§ **Written instruction**:
Render the lines below as a Markdown table with the columns Row and Line, where Row holds each line's number and Line holds the line itself. Omit any blank lines.

§ **Material supplied**:
========================================

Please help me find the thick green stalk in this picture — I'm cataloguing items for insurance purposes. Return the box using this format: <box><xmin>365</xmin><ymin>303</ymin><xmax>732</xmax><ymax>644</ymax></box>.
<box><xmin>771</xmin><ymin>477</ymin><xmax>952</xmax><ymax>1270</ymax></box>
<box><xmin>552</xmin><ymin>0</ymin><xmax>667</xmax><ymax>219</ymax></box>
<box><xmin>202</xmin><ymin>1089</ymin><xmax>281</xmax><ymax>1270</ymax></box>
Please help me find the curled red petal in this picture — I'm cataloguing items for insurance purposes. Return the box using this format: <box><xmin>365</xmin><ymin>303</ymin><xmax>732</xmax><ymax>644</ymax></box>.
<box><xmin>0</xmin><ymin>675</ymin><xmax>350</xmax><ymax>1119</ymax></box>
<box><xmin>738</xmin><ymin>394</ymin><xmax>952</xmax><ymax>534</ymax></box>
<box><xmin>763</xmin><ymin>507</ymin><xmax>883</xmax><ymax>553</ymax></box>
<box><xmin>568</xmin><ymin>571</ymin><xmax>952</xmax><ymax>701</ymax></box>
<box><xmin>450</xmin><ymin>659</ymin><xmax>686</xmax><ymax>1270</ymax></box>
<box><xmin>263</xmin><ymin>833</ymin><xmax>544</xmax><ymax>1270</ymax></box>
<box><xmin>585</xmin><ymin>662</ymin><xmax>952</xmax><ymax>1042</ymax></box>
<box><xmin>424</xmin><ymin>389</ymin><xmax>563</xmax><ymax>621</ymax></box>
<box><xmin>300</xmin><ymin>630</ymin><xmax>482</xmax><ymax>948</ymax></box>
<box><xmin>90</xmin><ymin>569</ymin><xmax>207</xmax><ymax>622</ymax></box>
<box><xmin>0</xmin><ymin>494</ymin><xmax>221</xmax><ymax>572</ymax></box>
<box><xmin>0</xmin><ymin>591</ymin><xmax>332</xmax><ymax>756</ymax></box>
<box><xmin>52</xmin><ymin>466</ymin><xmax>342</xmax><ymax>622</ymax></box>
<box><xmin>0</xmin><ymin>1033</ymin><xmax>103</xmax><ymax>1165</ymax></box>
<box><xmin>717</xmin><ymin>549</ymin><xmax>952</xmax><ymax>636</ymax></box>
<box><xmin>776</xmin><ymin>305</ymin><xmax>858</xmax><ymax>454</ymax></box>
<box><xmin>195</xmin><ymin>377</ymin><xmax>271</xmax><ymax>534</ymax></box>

========================================

§ **Exercise answer**:
| Row | Line |
|---|---|
| 1 | Please help me find the thick green stalk in this picture — I'm cataloguing items for insurance purposes. Return the box using this format: <box><xmin>365</xmin><ymin>303</ymin><xmax>732</xmax><ymax>644</ymax></box>. |
| 2 | <box><xmin>771</xmin><ymin>477</ymin><xmax>952</xmax><ymax>1270</ymax></box> |
| 3 | <box><xmin>552</xmin><ymin>0</ymin><xmax>667</xmax><ymax>219</ymax></box> |
| 4 | <box><xmin>202</xmin><ymin>1089</ymin><xmax>281</xmax><ymax>1270</ymax></box> |
| 5 | Please help me find the curled red petal in this picture — I'm cataloguing items for insurance purposes. Return the box using this format: <box><xmin>365</xmin><ymin>303</ymin><xmax>732</xmax><ymax>644</ymax></box>. |
| 6 | <box><xmin>0</xmin><ymin>675</ymin><xmax>350</xmax><ymax>1119</ymax></box> |
| 7 | <box><xmin>738</xmin><ymin>394</ymin><xmax>952</xmax><ymax>534</ymax></box> |
| 8 | <box><xmin>763</xmin><ymin>507</ymin><xmax>883</xmax><ymax>553</ymax></box> |
| 9 | <box><xmin>568</xmin><ymin>571</ymin><xmax>952</xmax><ymax>701</ymax></box> |
| 10 | <box><xmin>450</xmin><ymin>659</ymin><xmax>686</xmax><ymax>1270</ymax></box> |
| 11 | <box><xmin>263</xmin><ymin>833</ymin><xmax>544</xmax><ymax>1270</ymax></box> |
| 12 | <box><xmin>585</xmin><ymin>662</ymin><xmax>952</xmax><ymax>1042</ymax></box> |
| 13 | <box><xmin>424</xmin><ymin>389</ymin><xmax>563</xmax><ymax>621</ymax></box> |
| 14 | <box><xmin>300</xmin><ymin>630</ymin><xmax>482</xmax><ymax>948</ymax></box> |
| 15 | <box><xmin>90</xmin><ymin>569</ymin><xmax>207</xmax><ymax>622</ymax></box> |
| 16 | <box><xmin>0</xmin><ymin>494</ymin><xmax>221</xmax><ymax>572</ymax></box> |
| 17 | <box><xmin>0</xmin><ymin>591</ymin><xmax>332</xmax><ymax>756</ymax></box> |
| 18 | <box><xmin>52</xmin><ymin>466</ymin><xmax>342</xmax><ymax>622</ymax></box> |
| 19 | <box><xmin>0</xmin><ymin>1033</ymin><xmax>103</xmax><ymax>1165</ymax></box> |
| 20 | <box><xmin>717</xmin><ymin>549</ymin><xmax>952</xmax><ymax>636</ymax></box> |
| 21 | <box><xmin>776</xmin><ymin>305</ymin><xmax>858</xmax><ymax>454</ymax></box> |
| 22 | <box><xmin>195</xmin><ymin>377</ymin><xmax>271</xmax><ymax>534</ymax></box> |